Streaming Viewing Analysis

Introduction

In this notebook, I'll take a look at my streaming viewing history data from Hulu, Netflix, and Prime Video accounts. I will merge these datasets with an additional dataset that contains more information about the streaming titles like run time, genres, and Imdb score. This will enable me to gain more insight into my streaming history.

Changes to the Project Plan

I turned in my Project Plan when I only had my Netflix data. Since then, I've able to obtain my Hulu and Prime Video data.

My original idea was to compare my streaming data to the top streaming titles but I wasn't able to find a dataset that worked with my data.

Project Challenges

I realized (too late for this project) that Netflix and Prime Video create a new "watch event" every time a stream is paused and played again. This means that my data shows individual titles with artificially high watch counts. I made the decision not to remove the duplicates because doing so would have removed genuine new watch events and I would rather go through the datasets myself to determine which ones to delete.

I removed more data from my streaming viewing history than I would have liked in order to combine them. While Hulu had the best data because it did not count each pause as a new "watch event", the downside was the data came split over multiple PDFs and would have required far more time to clean. I made the decision to stick with the basic data from each streaming service on the basis of time.

I struggled finding an additional dataset that worked with my combined streaming viewing history data. In the end, I stuck with the one that gave me the largest merged dataset. I know I could have used just the three streaming datasets but I wanted the challenge of merging additional data.

[Dataset excerpts]
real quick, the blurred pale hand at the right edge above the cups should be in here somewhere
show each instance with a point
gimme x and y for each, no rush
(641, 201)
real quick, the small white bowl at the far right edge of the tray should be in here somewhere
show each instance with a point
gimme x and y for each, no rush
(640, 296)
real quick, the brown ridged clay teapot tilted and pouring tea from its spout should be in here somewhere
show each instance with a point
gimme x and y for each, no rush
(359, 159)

PROBLEMS TO WORK ON:
• 1. In the streaming viewing analysis, what do Netflix and Prime Video create each time a stream is paused and played again?
• 2. Extend the streaming viewing analysis past its final sentence.

ANSWERS TO THIS EXERCISE:
• 1. A new "watch event."

• 2.
Datasets Used

Personal Streaming Viewing History

Hulu
Netflix
Prime Video

Additional dataset

Kaggle - Netflix, Movies, and Popularity

How to Run this Project

Using a Virtual Environment

Clone this repo git clone https://github.com/istarlet/streaming_analysis.git
Create a new folder in the cloned repo called datasets
Download the datasets here and add the downloaded datasets to the datasets folder See note
CD into cloned project folder
Install virtual venv if you don't already have it installed pip install virtualenv
Activate the virtual environment (see intructions here)
Install the requirements.txt file pip install -r requirements.txt
Then run these Juptyer Notebook files: Hulu, Imdb, Netflix, Prime Video BEFORE running the main project notebook Streaming Data

(Note: If you downloaded the dataset as a .zip file, make sure to add the individual datasets to the new datasets folder and not the folder they were zipped in.)

Activating a Virtual Environment

On Mac/Linux

Open the Terminal and create a virtual environment with the command python3 -m venv virtual-env

Activate the virtual environment with the command source virtual-env/bin/activate

On Windows

Open the Command Prompt and create a virtual environment with the command python -m venv virtual-env

Activate the virtual environment with the command virtual-env\Scripts\activate.bat

Deactivate the Virtual Environment

Typedeactivate

Python packages used in this project:

datetime
matplotlib
pandas
seaborn

Project Requirements

1. Loading data - Feature 1

Read TWO data files (JSON, CSV, Excel, etc.).

I read in four CSV files.

AshleyViewingActivity.csv
DigitalPrimeVideoViewingHistory.csv
HuluViewingHistoryUpdated.csv
titles.csv

2. Clean and operate on the data while combining them - Feature 2

Clean your data and perform a pandas merge with your two data sets, then calculate some new values based on the new data set.

I cleaned the each dataset in their own Jupyter Notebook.

Hulu Imdb Netflix Prime Video

I then concatonated the Hulu, Netflix, and Prime Video datasets together.

With my new combined streaming dataset, I merged it with the Imdb dataset.

I added new columns to the merged dataset by extracting the day, month, and hour from the "Date Watched" column.

3. Visualize / Present your data - Feature 3

Make 3 matplotlib or seaborn (or another plotting library) visualizations to display your data.

4. Best practices - Feature 4

Utilize a virtual environment and include instructions in your README on how the user should set one up

I created a virtual environment with instructions in the How to Run this Project section.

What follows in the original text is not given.